Dogs can experience a number of different muscle injuries. Muscle pulls, ankle sprains, and tendon tears are common among all dogs, including athletic, working, and companion dogs.
Chronic and Acute
Some of these injuries are easy to overlook, like an iliopsoas muscle injury, but if you notice your dog appears to be in pain or discomfort, it is important to diagnose and resolve the problem to prevent and any reoccurring issues in the future that can be more difficult to treat.
Causes of Muscle Injuries in Dogs
Muscle injuries are common in athletic or working dogs during periods of high activity; however, even companion dogs can hurt themselves from falling, exercising, or playing. These injuries can occur as a result of fights or accidents, as well. These injuries range from mild to severe and can be chronic or acute. Chronic muscle injuries, such as a sprain that won’t heal, are long-lasting. On the other hand, acute muscle injuries are sudden, like tears or pulls.
Muscle tears can be a result of direct or indirect injury or trauma. For example, your dog could tear a hip muscle because of overexertion while jumping up to catch a ball. Other causes of muscle tears include the following:
- Orthopedic problems, such as hip dysplasia
- Repetitive or intensive training
- Not warming up before exercising
- Excessive force on the iliopsoas muscle
- Trauma, such as slipping into splayed leg position
Sprains in a dog’s muscles can occur in the tendon, ligament, or muscle due to minor twists or blows to the joint. Severe sprains can even cause joint damage. These can result from accidents, exercise, or a number of other incidents.

• _THINGS TO DO_:
A - In the text on muscle injuries in dogs, what orthopedic problem is given as an example of a cause of muscle tears?
B - Retype part of the text on muscle injuries in dogs, beginning at the words "Dogs can experience" and stopping after "difficult to treat.".
C - Write what comes next in the text on muscle injuries in dogs, picking up after its last sentence.

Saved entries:
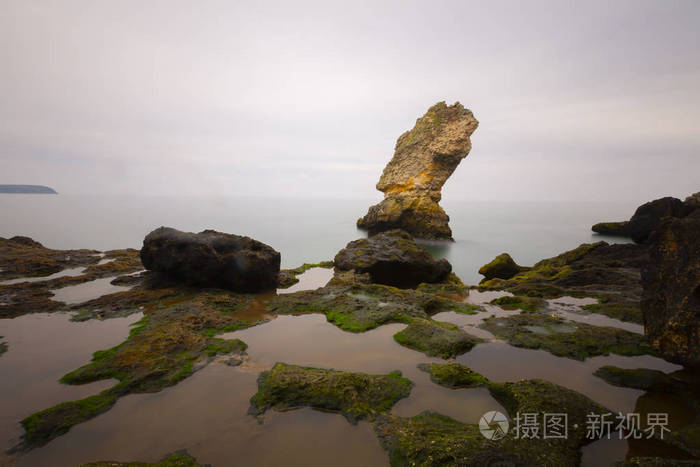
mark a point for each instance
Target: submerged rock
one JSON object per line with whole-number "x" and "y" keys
{"x": 392, "y": 258}
{"x": 212, "y": 258}
{"x": 356, "y": 395}
{"x": 501, "y": 267}
{"x": 424, "y": 158}
{"x": 434, "y": 439}
{"x": 671, "y": 299}
{"x": 453, "y": 375}
{"x": 610, "y": 273}
{"x": 646, "y": 219}
{"x": 565, "y": 338}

• _OUTPUTS FOR THE TASKS_:
A - Hip dysplasia.

B -
Dogs can experience a number of different muscle injuries. Muscle pulls, ankle sprains, and tendon tears are common among all dogs, including athletic, working, and companion dogs.
Chronic and Acute
Some of these injuries are easy to overlook, like an iliopsoas muscle injury, but if you notice your dog appears to be in pain or discomfort, it is important to diagnose and resolve the problem to prevent and any reoccurring issues in the future that can be more difficult to treat.

C -
Clinical Signs of Muscle Injuries in Dogs
If something is causing your dog pain or discomfort, they may not show signs right away, and it might be difficult to realize they have a muscle injury. Lameness is one of the most common signs of muscle injury. Limping, swelling, and inability to bear weight are additional signs that they might be in pain.
A pet owner may be concerned that their dog is injured if they were in an accident or fight with another dog. To check for injuries, owners can press on certain points of the dog’s body to see if they are sore, warm, swollen, or out of place. Early detection and treatment are the best ways to resolve acute injuries in dogs.
Diagnosis of Muscle Injuries in Dogs
If you notice that your dog is showing the clinical signs of a muscle injury, you should take them to visit your veterinarian as soon as possible. To diagnose muscle injuries, vets will start with a full-body physical exam. Additional testing may be ordered to determine a more accurate diagnosis. Various imaging modalities like radiography, ultrasound, and MRI can provide images of the injury so that a suitable treatment plan can be implemented. These tests will also notice any possible injury to the bone, such as a fracture or break.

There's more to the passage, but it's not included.